Write the material out again in full, exactly.

* begin RECORD SET *

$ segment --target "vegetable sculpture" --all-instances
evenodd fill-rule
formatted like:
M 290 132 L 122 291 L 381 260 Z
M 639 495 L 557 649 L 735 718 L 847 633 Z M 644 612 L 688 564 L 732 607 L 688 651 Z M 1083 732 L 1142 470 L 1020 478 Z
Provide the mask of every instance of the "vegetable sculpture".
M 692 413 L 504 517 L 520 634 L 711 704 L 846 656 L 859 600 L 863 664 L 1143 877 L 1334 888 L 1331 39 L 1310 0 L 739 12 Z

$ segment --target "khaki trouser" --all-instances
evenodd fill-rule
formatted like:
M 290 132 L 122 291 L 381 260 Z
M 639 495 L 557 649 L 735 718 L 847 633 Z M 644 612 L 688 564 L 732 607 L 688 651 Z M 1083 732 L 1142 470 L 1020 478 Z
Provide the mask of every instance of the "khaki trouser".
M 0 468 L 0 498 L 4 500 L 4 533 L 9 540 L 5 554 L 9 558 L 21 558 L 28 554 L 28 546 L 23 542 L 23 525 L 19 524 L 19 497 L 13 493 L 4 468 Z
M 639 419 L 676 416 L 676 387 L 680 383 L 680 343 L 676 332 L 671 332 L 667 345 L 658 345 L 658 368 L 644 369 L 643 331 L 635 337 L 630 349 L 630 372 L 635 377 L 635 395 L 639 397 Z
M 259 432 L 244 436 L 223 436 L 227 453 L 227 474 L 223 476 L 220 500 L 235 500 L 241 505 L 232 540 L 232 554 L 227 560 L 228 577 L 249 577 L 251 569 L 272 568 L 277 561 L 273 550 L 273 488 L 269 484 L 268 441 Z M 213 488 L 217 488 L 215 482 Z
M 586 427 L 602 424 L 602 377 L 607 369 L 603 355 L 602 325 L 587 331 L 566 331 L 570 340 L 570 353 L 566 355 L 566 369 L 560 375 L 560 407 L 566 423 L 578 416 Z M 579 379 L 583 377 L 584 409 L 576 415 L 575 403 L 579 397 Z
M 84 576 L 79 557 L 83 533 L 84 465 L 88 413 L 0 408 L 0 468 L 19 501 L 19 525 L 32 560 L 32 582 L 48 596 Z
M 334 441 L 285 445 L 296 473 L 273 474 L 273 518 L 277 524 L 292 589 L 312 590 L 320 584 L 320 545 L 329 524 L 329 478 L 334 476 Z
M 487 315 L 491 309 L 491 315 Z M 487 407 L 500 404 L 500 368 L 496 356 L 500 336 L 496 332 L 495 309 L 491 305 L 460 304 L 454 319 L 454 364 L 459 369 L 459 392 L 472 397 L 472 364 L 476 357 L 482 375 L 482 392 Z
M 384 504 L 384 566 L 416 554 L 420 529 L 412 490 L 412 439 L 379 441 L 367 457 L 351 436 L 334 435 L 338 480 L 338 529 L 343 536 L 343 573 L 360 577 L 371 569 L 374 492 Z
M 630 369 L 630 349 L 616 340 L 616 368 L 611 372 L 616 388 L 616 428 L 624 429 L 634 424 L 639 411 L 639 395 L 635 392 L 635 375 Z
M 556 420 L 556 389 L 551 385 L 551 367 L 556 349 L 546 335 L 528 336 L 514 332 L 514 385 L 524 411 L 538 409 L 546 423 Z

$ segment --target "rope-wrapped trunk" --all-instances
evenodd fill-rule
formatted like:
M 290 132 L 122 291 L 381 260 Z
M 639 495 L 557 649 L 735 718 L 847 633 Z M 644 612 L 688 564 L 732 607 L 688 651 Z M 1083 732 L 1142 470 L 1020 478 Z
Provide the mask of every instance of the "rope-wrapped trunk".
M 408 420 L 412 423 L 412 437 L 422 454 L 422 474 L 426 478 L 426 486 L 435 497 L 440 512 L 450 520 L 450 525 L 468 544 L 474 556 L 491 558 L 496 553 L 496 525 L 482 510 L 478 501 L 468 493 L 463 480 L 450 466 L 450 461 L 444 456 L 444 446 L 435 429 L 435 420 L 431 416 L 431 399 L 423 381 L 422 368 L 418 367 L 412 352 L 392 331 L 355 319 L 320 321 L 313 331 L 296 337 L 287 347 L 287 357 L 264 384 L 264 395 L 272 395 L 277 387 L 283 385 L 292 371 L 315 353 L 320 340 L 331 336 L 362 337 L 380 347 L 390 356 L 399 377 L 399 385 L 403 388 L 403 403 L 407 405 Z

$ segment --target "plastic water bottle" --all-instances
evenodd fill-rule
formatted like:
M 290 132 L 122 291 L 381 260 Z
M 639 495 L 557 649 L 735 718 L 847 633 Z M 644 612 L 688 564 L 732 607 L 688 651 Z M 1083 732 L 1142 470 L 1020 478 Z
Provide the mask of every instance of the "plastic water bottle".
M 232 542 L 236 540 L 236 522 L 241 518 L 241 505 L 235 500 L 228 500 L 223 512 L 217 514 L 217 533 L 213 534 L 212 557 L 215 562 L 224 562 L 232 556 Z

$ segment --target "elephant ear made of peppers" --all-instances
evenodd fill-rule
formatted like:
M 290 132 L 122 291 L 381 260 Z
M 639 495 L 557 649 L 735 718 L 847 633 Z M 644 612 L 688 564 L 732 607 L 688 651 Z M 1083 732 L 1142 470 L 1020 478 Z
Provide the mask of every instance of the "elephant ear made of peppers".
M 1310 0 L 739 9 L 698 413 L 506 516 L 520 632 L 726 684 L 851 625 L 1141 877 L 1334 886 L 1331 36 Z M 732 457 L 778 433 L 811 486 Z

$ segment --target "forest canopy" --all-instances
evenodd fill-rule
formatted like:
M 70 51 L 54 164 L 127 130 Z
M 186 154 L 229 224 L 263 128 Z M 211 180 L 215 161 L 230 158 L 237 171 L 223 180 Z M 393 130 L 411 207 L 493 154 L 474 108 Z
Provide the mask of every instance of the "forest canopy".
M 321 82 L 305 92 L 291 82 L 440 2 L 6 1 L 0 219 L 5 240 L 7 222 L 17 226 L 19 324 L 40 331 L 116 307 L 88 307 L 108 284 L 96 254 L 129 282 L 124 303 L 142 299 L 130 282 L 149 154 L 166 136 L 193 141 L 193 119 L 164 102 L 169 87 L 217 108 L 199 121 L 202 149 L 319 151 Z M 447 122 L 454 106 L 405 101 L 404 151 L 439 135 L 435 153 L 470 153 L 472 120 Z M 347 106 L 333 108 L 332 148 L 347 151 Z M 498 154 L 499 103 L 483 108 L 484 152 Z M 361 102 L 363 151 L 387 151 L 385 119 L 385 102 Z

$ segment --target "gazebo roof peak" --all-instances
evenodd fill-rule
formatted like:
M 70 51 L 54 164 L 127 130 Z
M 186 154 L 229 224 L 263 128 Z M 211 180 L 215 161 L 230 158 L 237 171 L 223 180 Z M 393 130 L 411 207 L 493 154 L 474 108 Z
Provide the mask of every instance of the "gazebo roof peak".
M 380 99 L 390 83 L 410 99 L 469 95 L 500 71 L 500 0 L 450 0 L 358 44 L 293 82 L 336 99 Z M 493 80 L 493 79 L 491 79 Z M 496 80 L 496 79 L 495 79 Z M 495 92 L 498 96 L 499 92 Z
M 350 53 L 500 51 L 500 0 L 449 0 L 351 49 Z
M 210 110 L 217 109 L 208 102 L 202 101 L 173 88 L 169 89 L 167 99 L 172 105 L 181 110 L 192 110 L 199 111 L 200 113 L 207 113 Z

* end RECORD SET *

CORRECT RESPONSE
$ segment --target "vegetable sculpture" --all-instances
evenodd fill-rule
formatted like:
M 290 132 L 122 291 L 381 260 Z
M 639 495 L 557 649 L 735 718 L 847 633 Z M 644 612 L 688 564 L 732 607 L 688 651 Z M 1083 732 L 1142 470 L 1020 478 Z
Provide the mask of every instance of the "vegetable sculpture".
M 692 413 L 504 517 L 520 634 L 711 704 L 846 656 L 859 600 L 863 664 L 1143 877 L 1334 888 L 1331 39 L 1310 0 L 739 12 Z

$ segment --target "khaki trouser" --all-instances
evenodd fill-rule
formatted like:
M 290 132 L 122 291 L 381 260 Z
M 639 495 L 557 649 L 735 718 L 847 633 Z M 644 612 L 688 564 L 732 607 L 688 651 Z M 1083 732 L 1142 470 L 1020 478 Z
Provide the mask of every instance of the "khaki trouser".
M 0 468 L 0 498 L 4 500 L 4 533 L 9 540 L 5 554 L 9 558 L 21 558 L 28 554 L 28 546 L 23 542 L 23 525 L 19 524 L 19 497 L 13 493 L 4 468 Z
M 639 419 L 676 416 L 676 387 L 680 383 L 680 343 L 676 332 L 671 332 L 667 345 L 658 345 L 658 368 L 644 369 L 643 331 L 635 337 L 630 349 L 630 372 L 635 377 L 635 395 L 639 397 Z
M 259 432 L 244 436 L 223 436 L 227 453 L 227 474 L 223 476 L 220 500 L 235 500 L 241 505 L 232 540 L 232 554 L 227 560 L 228 577 L 249 577 L 251 569 L 272 568 L 277 561 L 273 550 L 273 488 L 269 484 L 268 441 Z M 213 488 L 217 488 L 215 482 Z
M 586 427 L 602 424 L 602 377 L 607 369 L 603 355 L 602 325 L 587 331 L 566 331 L 570 340 L 570 353 L 566 355 L 566 369 L 560 375 L 560 407 L 566 423 L 578 416 Z M 579 379 L 583 377 L 584 409 L 576 415 L 575 403 L 579 397 Z
M 84 576 L 79 557 L 83 533 L 84 465 L 88 413 L 0 408 L 0 468 L 19 501 L 19 525 L 32 560 L 32 582 L 48 596 Z
M 334 441 L 285 445 L 296 473 L 273 474 L 273 518 L 277 524 L 292 589 L 312 590 L 320 584 L 320 545 L 329 524 L 329 478 L 334 476 Z
M 487 315 L 491 309 L 491 315 Z M 487 407 L 500 404 L 500 368 L 496 356 L 500 336 L 496 332 L 495 309 L 491 305 L 460 304 L 454 319 L 454 364 L 459 369 L 459 392 L 472 397 L 472 364 L 476 357 L 482 375 L 482 392 Z
M 384 504 L 384 566 L 416 554 L 420 529 L 412 490 L 412 439 L 379 441 L 367 457 L 351 436 L 334 435 L 338 480 L 338 529 L 343 536 L 343 573 L 360 577 L 371 569 L 374 492 Z
M 630 369 L 630 349 L 616 340 L 616 368 L 611 372 L 616 388 L 616 428 L 624 429 L 634 424 L 639 411 L 639 395 L 635 392 L 635 375 Z
M 556 420 L 556 389 L 551 385 L 551 367 L 556 349 L 546 335 L 528 336 L 514 332 L 514 385 L 524 411 L 538 409 L 546 423 Z

$ segment --target "rope-wrapped trunk" --all-instances
evenodd fill-rule
formatted like:
M 290 132 L 122 291 L 381 260 Z
M 639 495 L 557 649 L 735 718 L 847 633 Z M 644 612 L 688 564 L 732 607 L 688 651 Z M 1083 732 L 1142 470 L 1020 478 Z
Provide the mask of every instance of the "rope-wrapped trunk".
M 408 420 L 412 423 L 412 437 L 422 454 L 422 474 L 426 478 L 426 486 L 435 497 L 440 512 L 450 520 L 450 525 L 468 544 L 474 556 L 491 558 L 496 553 L 496 525 L 482 510 L 478 501 L 468 493 L 463 480 L 450 466 L 450 461 L 444 456 L 444 446 L 435 429 L 435 420 L 431 416 L 431 399 L 423 381 L 422 368 L 418 367 L 412 352 L 392 331 L 355 319 L 320 321 L 313 331 L 296 337 L 287 347 L 287 357 L 264 384 L 264 395 L 272 395 L 277 387 L 283 385 L 292 371 L 315 353 L 320 340 L 331 336 L 362 337 L 380 347 L 390 356 L 399 377 L 399 385 L 403 388 L 403 403 L 407 405 Z

$ segment --target "plastic water bottle" --all-instances
evenodd fill-rule
formatted like:
M 290 132 L 122 291 L 381 260 Z
M 639 495 L 557 649 L 735 718 L 847 633 Z M 644 612 L 688 564 L 732 607 L 688 651 Z M 1083 732 L 1142 470 L 1020 478 Z
Provide the mask of every instance of the "plastic water bottle".
M 232 542 L 236 540 L 236 522 L 241 518 L 241 505 L 235 500 L 228 500 L 223 512 L 217 514 L 217 533 L 213 534 L 212 557 L 215 562 L 224 562 L 232 556 Z

$ segment --target "elephant ear made of peppers" --all-instances
evenodd fill-rule
formatted like:
M 290 132 L 122 291 L 381 260 Z
M 639 495 L 557 649 L 735 718 L 847 633 Z M 644 612 L 688 564 L 732 607 L 688 651 Z M 1083 732 L 1142 470 L 1020 478 Z
Provide the mask of every instance of the "elephant ear made of peppers".
M 1310 0 L 739 9 L 698 413 L 506 516 L 520 632 L 726 684 L 851 625 L 1141 877 L 1334 886 L 1331 36 Z M 732 457 L 778 433 L 811 486 Z

$ segment --target "forest canopy" --all-instances
evenodd fill-rule
formatted like:
M 70 51 L 54 164 L 127 130 Z
M 186 154 L 229 224 L 263 128 Z M 211 180 L 215 161 L 230 158 L 237 171 L 223 180 Z M 393 130 L 411 207 L 493 154 L 474 108 Z
Provide the mask of every instance of the "forest canopy".
M 321 82 L 305 92 L 291 82 L 440 2 L 6 1 L 0 219 L 5 240 L 7 222 L 17 226 L 19 324 L 40 331 L 116 307 L 88 307 L 108 284 L 96 254 L 129 282 L 124 303 L 142 299 L 130 282 L 149 154 L 166 136 L 193 141 L 193 119 L 164 102 L 169 87 L 217 108 L 199 121 L 202 149 L 319 151 Z M 447 122 L 454 106 L 405 101 L 404 151 L 439 135 L 435 153 L 470 153 L 472 120 Z M 347 106 L 333 108 L 332 148 L 347 151 Z M 498 154 L 499 103 L 483 108 L 484 152 Z M 361 102 L 363 151 L 387 151 L 385 119 L 385 102 Z

$ segment --target "gazebo roof peak" --all-instances
evenodd fill-rule
formatted like:
M 70 51 L 54 164 L 127 130 Z
M 186 154 L 229 224 L 263 128 Z M 211 180 L 215 161 L 230 158 L 237 171 L 223 180 Z M 393 130 L 411 207 L 493 154 L 474 108 Z
Provide the mask of every instance of the "gazebo roof peak".
M 380 99 L 390 83 L 410 99 L 469 95 L 500 71 L 500 0 L 450 0 L 358 44 L 293 82 L 336 99 Z M 493 80 L 493 79 L 491 79 Z M 496 80 L 496 79 L 495 79 Z M 495 92 L 498 96 L 499 92 Z
M 350 53 L 500 51 L 500 0 L 449 0 L 351 49 Z
M 210 110 L 217 109 L 208 102 L 202 101 L 173 88 L 169 89 L 167 99 L 172 105 L 181 110 L 192 110 L 199 111 L 200 113 L 207 113 Z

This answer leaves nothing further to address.